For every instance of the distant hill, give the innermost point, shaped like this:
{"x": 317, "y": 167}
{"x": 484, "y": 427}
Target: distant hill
···
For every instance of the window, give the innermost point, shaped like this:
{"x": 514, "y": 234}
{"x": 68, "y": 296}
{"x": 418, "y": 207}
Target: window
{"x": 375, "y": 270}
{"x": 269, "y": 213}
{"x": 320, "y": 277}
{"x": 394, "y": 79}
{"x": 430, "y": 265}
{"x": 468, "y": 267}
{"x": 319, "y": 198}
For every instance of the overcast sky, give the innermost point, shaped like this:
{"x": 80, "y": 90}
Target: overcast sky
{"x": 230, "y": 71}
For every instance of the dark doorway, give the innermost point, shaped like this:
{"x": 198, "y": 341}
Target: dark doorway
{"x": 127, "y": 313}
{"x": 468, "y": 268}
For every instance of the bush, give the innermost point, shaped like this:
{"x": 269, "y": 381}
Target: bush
···
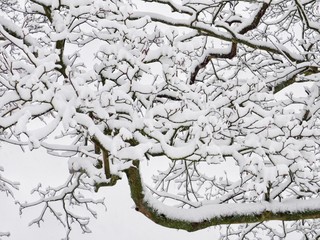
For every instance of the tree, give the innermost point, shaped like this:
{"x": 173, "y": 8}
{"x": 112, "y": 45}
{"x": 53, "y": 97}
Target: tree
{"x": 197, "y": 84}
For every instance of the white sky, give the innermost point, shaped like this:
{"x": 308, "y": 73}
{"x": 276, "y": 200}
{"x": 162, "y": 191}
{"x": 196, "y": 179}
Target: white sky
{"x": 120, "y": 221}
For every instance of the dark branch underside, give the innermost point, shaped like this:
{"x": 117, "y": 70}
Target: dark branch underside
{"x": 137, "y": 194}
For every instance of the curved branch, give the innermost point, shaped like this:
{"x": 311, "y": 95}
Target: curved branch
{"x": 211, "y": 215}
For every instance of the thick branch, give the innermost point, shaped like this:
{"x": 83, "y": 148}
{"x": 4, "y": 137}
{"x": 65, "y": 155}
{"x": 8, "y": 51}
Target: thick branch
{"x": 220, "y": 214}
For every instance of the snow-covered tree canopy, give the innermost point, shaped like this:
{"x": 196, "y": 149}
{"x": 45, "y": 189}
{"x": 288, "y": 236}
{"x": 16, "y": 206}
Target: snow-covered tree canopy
···
Set aside each line above that includes the string "hill" and report it.

For every instance of the distant hill, give the innermost point, shaped like this:
Target: distant hill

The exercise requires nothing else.